(INSTRUCTIONS TO FOLLOW)
Print the data below verbatim, starting at the line that contains "Would you mind marking the dry" and ending at the line that contains "(1122, 134)", including both of those lines and nothing else.

(RECORDS PROVIDED)

════════

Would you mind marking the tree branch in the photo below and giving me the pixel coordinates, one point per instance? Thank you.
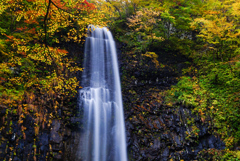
(45, 21)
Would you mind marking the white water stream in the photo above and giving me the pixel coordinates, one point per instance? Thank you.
(104, 129)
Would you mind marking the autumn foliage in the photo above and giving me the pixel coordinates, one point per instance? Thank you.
(37, 75)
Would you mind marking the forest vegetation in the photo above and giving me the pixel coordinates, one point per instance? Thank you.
(38, 75)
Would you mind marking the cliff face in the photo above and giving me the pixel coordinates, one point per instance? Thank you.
(155, 130)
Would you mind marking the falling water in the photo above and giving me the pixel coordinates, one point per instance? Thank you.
(101, 99)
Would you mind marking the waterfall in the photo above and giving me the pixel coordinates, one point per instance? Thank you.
(103, 136)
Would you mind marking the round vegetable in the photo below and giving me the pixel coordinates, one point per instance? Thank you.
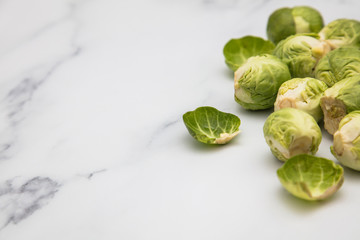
(341, 32)
(303, 94)
(339, 100)
(338, 64)
(290, 132)
(301, 53)
(237, 51)
(289, 21)
(257, 81)
(311, 178)
(346, 147)
(211, 126)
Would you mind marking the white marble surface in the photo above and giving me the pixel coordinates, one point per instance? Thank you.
(92, 143)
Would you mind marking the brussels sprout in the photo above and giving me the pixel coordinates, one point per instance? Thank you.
(341, 32)
(211, 126)
(301, 53)
(258, 80)
(340, 99)
(290, 132)
(311, 178)
(338, 64)
(237, 51)
(346, 147)
(303, 94)
(289, 21)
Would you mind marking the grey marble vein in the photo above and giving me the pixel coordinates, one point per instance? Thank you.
(162, 128)
(20, 198)
(21, 94)
(92, 174)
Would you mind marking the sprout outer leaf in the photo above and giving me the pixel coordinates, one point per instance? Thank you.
(211, 126)
(237, 51)
(311, 178)
(338, 64)
(290, 132)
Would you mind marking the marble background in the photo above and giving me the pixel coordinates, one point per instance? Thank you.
(92, 142)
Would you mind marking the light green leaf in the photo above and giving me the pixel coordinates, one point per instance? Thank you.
(341, 32)
(338, 64)
(211, 126)
(311, 178)
(237, 51)
(285, 22)
(290, 132)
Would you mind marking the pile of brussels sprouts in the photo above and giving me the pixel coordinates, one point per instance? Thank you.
(307, 73)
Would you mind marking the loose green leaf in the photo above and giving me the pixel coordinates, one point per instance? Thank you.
(211, 126)
(237, 51)
(311, 178)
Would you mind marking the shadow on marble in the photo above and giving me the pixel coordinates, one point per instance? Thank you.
(229, 74)
(304, 207)
(195, 145)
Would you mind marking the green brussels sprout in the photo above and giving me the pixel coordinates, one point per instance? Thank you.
(301, 53)
(285, 22)
(341, 32)
(339, 100)
(211, 126)
(258, 80)
(346, 145)
(237, 51)
(311, 178)
(290, 132)
(338, 64)
(303, 94)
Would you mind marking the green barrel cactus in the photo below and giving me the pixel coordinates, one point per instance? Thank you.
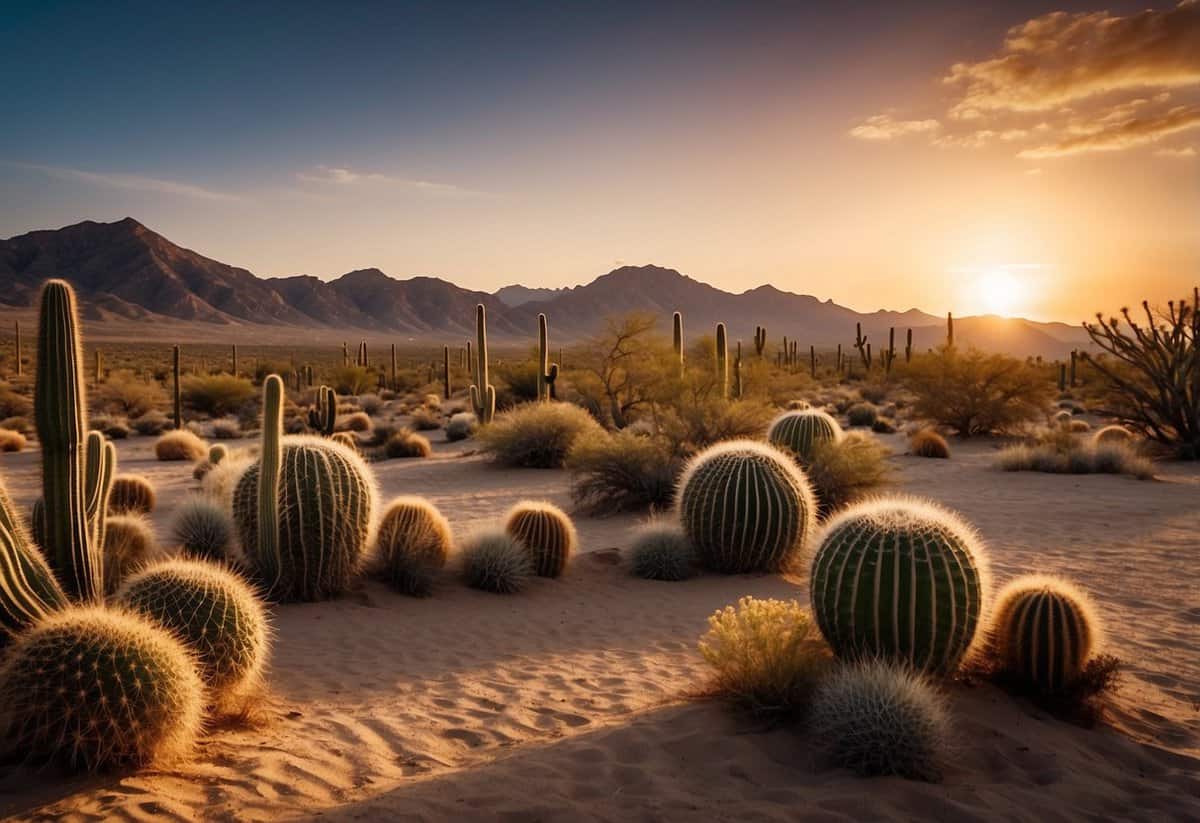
(412, 545)
(801, 431)
(546, 533)
(745, 506)
(1044, 631)
(900, 580)
(214, 612)
(303, 511)
(124, 691)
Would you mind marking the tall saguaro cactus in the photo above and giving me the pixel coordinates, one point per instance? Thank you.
(60, 414)
(483, 394)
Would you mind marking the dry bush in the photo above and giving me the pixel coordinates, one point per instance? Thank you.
(538, 434)
(977, 394)
(623, 472)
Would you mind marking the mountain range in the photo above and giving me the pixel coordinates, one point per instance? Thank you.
(132, 280)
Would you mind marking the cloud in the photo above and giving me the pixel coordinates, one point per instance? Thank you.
(1061, 58)
(131, 181)
(886, 127)
(1122, 134)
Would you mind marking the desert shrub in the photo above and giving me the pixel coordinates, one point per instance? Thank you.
(841, 472)
(977, 394)
(495, 562)
(203, 528)
(767, 655)
(622, 472)
(405, 443)
(862, 414)
(928, 443)
(127, 395)
(131, 493)
(538, 434)
(11, 440)
(461, 426)
(180, 444)
(663, 552)
(216, 395)
(879, 719)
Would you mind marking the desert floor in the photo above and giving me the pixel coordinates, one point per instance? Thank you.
(570, 701)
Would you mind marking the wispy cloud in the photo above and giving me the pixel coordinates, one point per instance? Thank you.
(337, 175)
(131, 182)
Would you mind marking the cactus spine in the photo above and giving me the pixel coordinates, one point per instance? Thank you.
(483, 394)
(59, 409)
(901, 580)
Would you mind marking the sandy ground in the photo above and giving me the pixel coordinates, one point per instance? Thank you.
(569, 701)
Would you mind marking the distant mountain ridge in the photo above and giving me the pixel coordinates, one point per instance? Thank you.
(125, 271)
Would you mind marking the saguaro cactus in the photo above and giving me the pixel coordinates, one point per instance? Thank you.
(483, 394)
(59, 410)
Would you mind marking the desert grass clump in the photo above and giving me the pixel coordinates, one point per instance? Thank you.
(493, 562)
(767, 655)
(131, 493)
(663, 552)
(538, 436)
(879, 719)
(903, 580)
(841, 472)
(203, 529)
(130, 544)
(407, 443)
(180, 444)
(928, 443)
(623, 472)
(11, 440)
(214, 612)
(461, 426)
(412, 545)
(94, 688)
(546, 533)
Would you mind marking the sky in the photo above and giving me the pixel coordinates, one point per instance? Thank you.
(1030, 158)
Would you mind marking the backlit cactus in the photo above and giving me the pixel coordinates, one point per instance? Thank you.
(412, 546)
(546, 533)
(900, 580)
(305, 527)
(802, 431)
(214, 612)
(745, 506)
(1044, 631)
(124, 692)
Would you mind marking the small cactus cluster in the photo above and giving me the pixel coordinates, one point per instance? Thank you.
(900, 580)
(546, 533)
(745, 506)
(801, 431)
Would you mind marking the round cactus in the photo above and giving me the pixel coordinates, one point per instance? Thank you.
(325, 497)
(799, 432)
(413, 542)
(546, 533)
(131, 493)
(214, 612)
(745, 506)
(1044, 630)
(95, 688)
(901, 580)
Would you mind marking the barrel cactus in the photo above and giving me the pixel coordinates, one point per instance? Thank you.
(303, 511)
(801, 431)
(546, 533)
(1044, 631)
(214, 612)
(900, 580)
(745, 506)
(413, 542)
(123, 691)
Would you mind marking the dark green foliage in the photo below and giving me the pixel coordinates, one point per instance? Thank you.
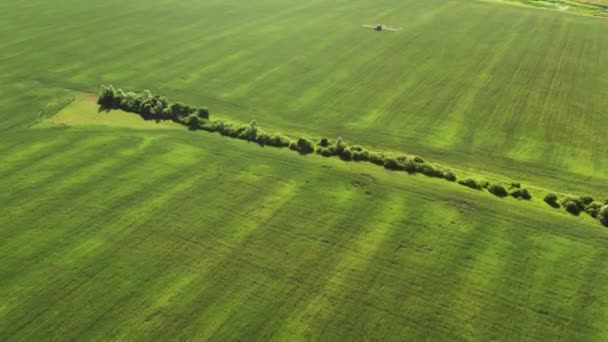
(603, 215)
(520, 193)
(324, 142)
(346, 154)
(325, 152)
(150, 107)
(586, 200)
(593, 209)
(376, 158)
(305, 146)
(571, 206)
(361, 155)
(498, 190)
(392, 163)
(471, 183)
(203, 112)
(431, 170)
(449, 175)
(551, 199)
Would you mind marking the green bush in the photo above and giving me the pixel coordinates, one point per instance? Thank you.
(392, 163)
(571, 206)
(325, 152)
(203, 112)
(324, 142)
(376, 158)
(471, 183)
(431, 170)
(449, 175)
(520, 193)
(603, 215)
(593, 209)
(578, 201)
(305, 146)
(498, 190)
(586, 200)
(346, 154)
(360, 155)
(551, 199)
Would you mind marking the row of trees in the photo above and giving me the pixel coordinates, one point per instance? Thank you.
(150, 107)
(155, 107)
(514, 190)
(576, 205)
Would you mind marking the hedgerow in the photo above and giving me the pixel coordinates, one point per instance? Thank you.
(498, 190)
(155, 107)
(551, 199)
(471, 183)
(603, 215)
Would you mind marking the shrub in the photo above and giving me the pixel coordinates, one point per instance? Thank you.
(603, 215)
(576, 200)
(361, 155)
(376, 158)
(305, 146)
(203, 112)
(520, 193)
(593, 209)
(551, 199)
(193, 122)
(392, 163)
(340, 146)
(293, 146)
(431, 171)
(324, 142)
(325, 152)
(471, 183)
(346, 154)
(449, 175)
(571, 206)
(586, 200)
(498, 190)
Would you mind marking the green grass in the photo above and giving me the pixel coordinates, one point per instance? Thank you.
(115, 228)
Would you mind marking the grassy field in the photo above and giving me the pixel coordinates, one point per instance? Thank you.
(115, 228)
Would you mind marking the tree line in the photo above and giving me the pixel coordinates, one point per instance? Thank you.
(155, 107)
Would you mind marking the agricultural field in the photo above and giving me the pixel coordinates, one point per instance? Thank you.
(115, 228)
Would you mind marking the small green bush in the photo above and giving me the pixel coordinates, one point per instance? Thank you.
(431, 171)
(305, 146)
(360, 155)
(586, 200)
(346, 154)
(449, 175)
(571, 206)
(471, 183)
(603, 215)
(325, 152)
(520, 193)
(376, 158)
(593, 209)
(498, 190)
(551, 199)
(392, 163)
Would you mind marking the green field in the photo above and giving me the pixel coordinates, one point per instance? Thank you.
(116, 228)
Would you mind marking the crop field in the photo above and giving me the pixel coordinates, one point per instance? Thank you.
(114, 228)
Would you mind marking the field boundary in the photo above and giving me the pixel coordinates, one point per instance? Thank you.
(158, 108)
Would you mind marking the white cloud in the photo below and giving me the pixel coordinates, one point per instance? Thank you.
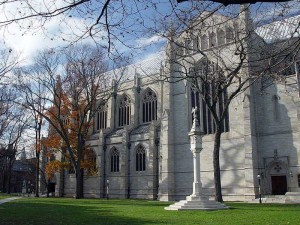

════════

(TASK OUTPUT)
Would you mind marking the dry bush in the photo above and giving me the pixel coordinates, one point per instance? Thank you.
(538, 434)
(977, 394)
(623, 472)
Would you mind marking the mountain range in the photo above and giving me the pixel coordinates, one point per instance? Thank you.
(132, 280)
Would you mind marking the cloud in the photo above and giving me the pixel coordinates, one point per instance? Thank you.
(1061, 58)
(131, 181)
(886, 127)
(1122, 134)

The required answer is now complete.